## PAGE EXTRACT

☆ ☆ ☆ ☆ ☆

The five pieces featured in Sonic Spheres are designed to keep audiences’ attention with short jaunts into different genres, from Mazzoli’s celestial imaginings to Johannes Brahms’ “Hungarian Dances” to Johann Hummel’s classical bassoon concerto.

This bassoon concerto demands quick and complicated playing on one of the most difficult orchestral instruments to master, making it the perfect way to display the technical proficiency of principal bassoonist Elizabeth Roberts.

As a child in Alexandria, Virginia,  Roberts fell in love with the bassoon, but wasn’t allowed to take up the massive instrument until after she graduated elementary school.

The moment her mom picked her up from the last day of sixth grade, Roberts excitedly directed her to the middle school to borrow her first bassoon.

Not only is the bassoon heavy, but finger positioning is notably difficult. Unlike clarinet or flute, where the instrument rests on a musician’s steady thumb, bassoonists’ supporting thumbs move to cover five different keys beneath the right hand and ten under the left. Many bassoonists run, bike, or swim, Roberts says, to stay fit enough in order to span the keys with agility.

“The same way athletes train, you have to train as performers, from the physical to the expressive side,” Roberts says.

Roberts’ technical abilities were shaped by former Juilliard instructors Arthur Weisberg, who honed her technical skills, and Stephen Maxym, who taught her how to play expressively. Now a teacher herself in Charlottesville, she finds herself reflecting on them in her own lessons.

“What is really nice about teaching music is you’re helping another human being find an expressive tool, and also come to know themselves as a person, so that they can then be better at whatever it is in life they want to be,” Roberts says.

During the bassoon concerto, Roberts will use her lyricism to introduce Hummel’s principal theme before drawing on her years of technical expertise during the rapid climb and tumble of complicated arpeggios.

“I think my strengths as a player are lyrical,” Roberts says. “When I get to play the slow movement, that’s where I feel like I really sing.”

☆ ☆ ☆ ☆ ☆

## TASK ITEM
Reproduce the bassoonist profile starting with "The moment her" and going on through "keys with agility.", swapping "middle school" for "high school". The listing that comes after this point is its own material, separate from the bassoonist profile.

## DATASET EXTRACT
☆ ☆ ☆ ☆ ☆

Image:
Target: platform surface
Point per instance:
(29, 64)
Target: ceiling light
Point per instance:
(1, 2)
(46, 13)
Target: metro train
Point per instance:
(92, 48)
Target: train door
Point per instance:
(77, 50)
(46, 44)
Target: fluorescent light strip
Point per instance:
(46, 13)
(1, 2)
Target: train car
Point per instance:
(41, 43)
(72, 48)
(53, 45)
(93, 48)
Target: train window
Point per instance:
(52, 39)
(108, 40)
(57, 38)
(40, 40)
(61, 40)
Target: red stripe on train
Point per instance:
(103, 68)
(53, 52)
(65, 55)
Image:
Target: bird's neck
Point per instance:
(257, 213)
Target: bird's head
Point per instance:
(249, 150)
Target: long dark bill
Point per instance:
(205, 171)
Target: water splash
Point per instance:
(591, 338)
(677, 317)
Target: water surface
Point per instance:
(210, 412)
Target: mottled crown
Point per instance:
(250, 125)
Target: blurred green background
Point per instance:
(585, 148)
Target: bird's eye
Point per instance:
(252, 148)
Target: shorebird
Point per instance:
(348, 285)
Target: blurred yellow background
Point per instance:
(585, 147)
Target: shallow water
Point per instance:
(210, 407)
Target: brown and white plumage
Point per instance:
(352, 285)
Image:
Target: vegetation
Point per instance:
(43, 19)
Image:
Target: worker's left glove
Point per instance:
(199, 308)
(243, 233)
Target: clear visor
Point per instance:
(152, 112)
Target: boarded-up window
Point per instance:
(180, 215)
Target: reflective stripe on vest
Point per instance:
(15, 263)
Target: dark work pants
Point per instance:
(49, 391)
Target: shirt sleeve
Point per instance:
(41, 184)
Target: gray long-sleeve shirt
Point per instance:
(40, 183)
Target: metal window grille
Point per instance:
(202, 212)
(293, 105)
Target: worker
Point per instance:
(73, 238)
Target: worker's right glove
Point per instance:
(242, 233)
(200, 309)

☆ ☆ ☆ ☆ ☆

## RESPONSE AREA
The moment her mom picked her up from the last day of sixth grade, Roberts excitedly directed her to the high school to borrow her first bassoon.

Not only is the bassoon heavy, but finger positioning is notably difficult. Unlike clarinet or flute, where the instrument rests on a musician’s steady thumb, bassoonists’ supporting thumbs move to cover five different keys beneath the right hand and ten under the left. Many bassoonists run, bike, or swim, Roberts says, to stay fit enough in order to span the keys with agility.